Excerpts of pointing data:
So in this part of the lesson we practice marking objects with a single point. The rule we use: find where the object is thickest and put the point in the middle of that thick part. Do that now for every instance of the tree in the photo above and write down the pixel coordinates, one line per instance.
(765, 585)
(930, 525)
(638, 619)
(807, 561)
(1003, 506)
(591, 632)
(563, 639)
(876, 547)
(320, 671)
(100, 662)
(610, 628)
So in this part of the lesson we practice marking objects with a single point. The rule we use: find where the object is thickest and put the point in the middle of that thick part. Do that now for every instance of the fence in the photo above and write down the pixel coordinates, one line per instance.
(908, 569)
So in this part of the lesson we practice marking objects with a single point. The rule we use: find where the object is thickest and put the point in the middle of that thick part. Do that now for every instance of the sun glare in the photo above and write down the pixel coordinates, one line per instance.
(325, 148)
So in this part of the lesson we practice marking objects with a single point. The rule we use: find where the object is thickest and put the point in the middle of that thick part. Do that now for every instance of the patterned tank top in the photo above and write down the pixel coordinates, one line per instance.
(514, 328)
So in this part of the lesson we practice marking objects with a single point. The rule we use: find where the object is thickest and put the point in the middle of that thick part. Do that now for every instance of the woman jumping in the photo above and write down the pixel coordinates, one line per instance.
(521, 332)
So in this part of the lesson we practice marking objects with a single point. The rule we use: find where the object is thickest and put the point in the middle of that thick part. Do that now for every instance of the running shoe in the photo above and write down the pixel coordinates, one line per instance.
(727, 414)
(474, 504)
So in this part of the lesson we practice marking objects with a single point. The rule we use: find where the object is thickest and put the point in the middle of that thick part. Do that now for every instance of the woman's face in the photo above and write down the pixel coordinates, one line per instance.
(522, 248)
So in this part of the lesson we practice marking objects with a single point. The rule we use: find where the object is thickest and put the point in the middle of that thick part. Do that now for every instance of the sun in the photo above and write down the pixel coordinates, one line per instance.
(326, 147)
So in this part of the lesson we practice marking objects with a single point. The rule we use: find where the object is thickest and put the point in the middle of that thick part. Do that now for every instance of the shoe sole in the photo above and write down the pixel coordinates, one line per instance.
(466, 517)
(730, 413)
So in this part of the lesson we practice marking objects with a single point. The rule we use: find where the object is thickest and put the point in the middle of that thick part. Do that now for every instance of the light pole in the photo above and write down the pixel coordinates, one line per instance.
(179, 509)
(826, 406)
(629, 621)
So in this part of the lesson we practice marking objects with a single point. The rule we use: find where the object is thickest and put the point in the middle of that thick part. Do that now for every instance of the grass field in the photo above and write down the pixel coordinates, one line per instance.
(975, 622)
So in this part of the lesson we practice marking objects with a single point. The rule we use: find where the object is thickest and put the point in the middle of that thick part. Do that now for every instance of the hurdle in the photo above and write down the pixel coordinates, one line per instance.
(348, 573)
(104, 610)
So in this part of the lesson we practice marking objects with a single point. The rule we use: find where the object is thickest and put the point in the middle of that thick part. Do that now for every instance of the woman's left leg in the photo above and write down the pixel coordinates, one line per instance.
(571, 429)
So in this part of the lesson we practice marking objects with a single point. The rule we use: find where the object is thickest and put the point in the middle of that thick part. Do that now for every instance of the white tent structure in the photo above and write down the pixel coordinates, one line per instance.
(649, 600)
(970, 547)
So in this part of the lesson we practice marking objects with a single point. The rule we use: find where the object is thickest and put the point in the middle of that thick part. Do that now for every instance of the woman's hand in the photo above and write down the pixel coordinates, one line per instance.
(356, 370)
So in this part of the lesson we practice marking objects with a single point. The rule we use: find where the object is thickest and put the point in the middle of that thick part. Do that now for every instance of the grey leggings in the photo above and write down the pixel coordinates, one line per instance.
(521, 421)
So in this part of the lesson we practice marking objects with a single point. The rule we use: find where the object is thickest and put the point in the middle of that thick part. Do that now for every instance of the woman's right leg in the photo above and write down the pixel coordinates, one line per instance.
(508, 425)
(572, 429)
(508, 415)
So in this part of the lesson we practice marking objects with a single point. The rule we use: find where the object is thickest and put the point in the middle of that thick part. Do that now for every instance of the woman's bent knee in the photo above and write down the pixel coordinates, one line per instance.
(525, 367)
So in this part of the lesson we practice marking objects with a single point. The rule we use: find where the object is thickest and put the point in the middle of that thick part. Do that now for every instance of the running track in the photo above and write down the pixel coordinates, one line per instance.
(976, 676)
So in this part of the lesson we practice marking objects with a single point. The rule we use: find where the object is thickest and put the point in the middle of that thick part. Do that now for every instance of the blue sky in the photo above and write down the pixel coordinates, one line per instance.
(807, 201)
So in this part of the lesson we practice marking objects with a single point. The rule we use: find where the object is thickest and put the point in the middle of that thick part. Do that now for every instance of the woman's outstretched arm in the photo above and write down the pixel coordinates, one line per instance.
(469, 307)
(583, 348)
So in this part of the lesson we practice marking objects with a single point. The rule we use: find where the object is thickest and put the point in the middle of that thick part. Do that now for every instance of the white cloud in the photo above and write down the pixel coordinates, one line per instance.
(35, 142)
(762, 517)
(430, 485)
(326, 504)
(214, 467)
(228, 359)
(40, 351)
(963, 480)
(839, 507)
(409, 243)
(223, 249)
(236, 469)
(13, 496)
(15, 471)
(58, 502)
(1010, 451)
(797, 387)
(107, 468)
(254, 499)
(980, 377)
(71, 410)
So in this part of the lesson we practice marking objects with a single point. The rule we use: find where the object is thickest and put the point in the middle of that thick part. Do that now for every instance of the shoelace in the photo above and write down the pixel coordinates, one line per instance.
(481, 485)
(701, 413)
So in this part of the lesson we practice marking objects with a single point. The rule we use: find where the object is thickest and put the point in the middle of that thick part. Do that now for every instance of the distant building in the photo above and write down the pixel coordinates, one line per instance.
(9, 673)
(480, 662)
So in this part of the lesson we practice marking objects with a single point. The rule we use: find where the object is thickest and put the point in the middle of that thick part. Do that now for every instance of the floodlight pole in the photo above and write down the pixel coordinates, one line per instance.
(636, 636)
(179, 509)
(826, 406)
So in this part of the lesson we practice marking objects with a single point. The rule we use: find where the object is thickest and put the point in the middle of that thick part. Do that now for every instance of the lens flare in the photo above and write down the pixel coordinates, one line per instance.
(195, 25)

> _Goal_:
Reproduce only the lines from the line containing "the white cloud" to the last line of the material above, both of those lines included.

> _Problem solution_:
So in this part of the lesson we practice marking objects with a single point. The rule we use: find where the object is thickest and put the point in the middle of that thick part. Do that now for every instance of the white cloud in the photo above and write down the pixel coordinates, one line per instance.
(35, 142)
(762, 517)
(430, 485)
(326, 504)
(214, 467)
(228, 359)
(40, 351)
(963, 480)
(839, 507)
(409, 243)
(223, 249)
(236, 469)
(13, 496)
(15, 471)
(58, 502)
(1010, 451)
(797, 387)
(107, 468)
(254, 499)
(980, 377)
(71, 410)
So in this part of the lesson we practice marking objects with a single point. The rule we use: find where the object is thickest and put the point in the middle of that thick part. Do that now for every instance of the shoelace in the photo above and write down the pixel coordinates, one line per instance.
(481, 485)
(701, 413)
So in this part of the lesson we practice marking objects with a single point. The rule we use: find where the object is thickest and put the point in the middle of that thick part. Do that now for every instance of the distant building in the photo above and write down the pixel coordinates, one line per instance.
(9, 673)
(480, 662)
So in this part of the lesson we practice marking objects with a single point. The rule we use: find where the object is thickest and put the point in the middle of that thick part. Do that now for every instance of the floodlight pole in the photo above and write down the pixel coordinates, one line per instance.
(636, 636)
(179, 509)
(826, 406)
So in this part of the lesson we practice marking objects with a single point. The rule we use: find where the object is thickest and put the point in the middle of that thick part. Do that now for every instance of the lens flare in the photo above and write down the pixel coordinates, one line per instance.
(195, 25)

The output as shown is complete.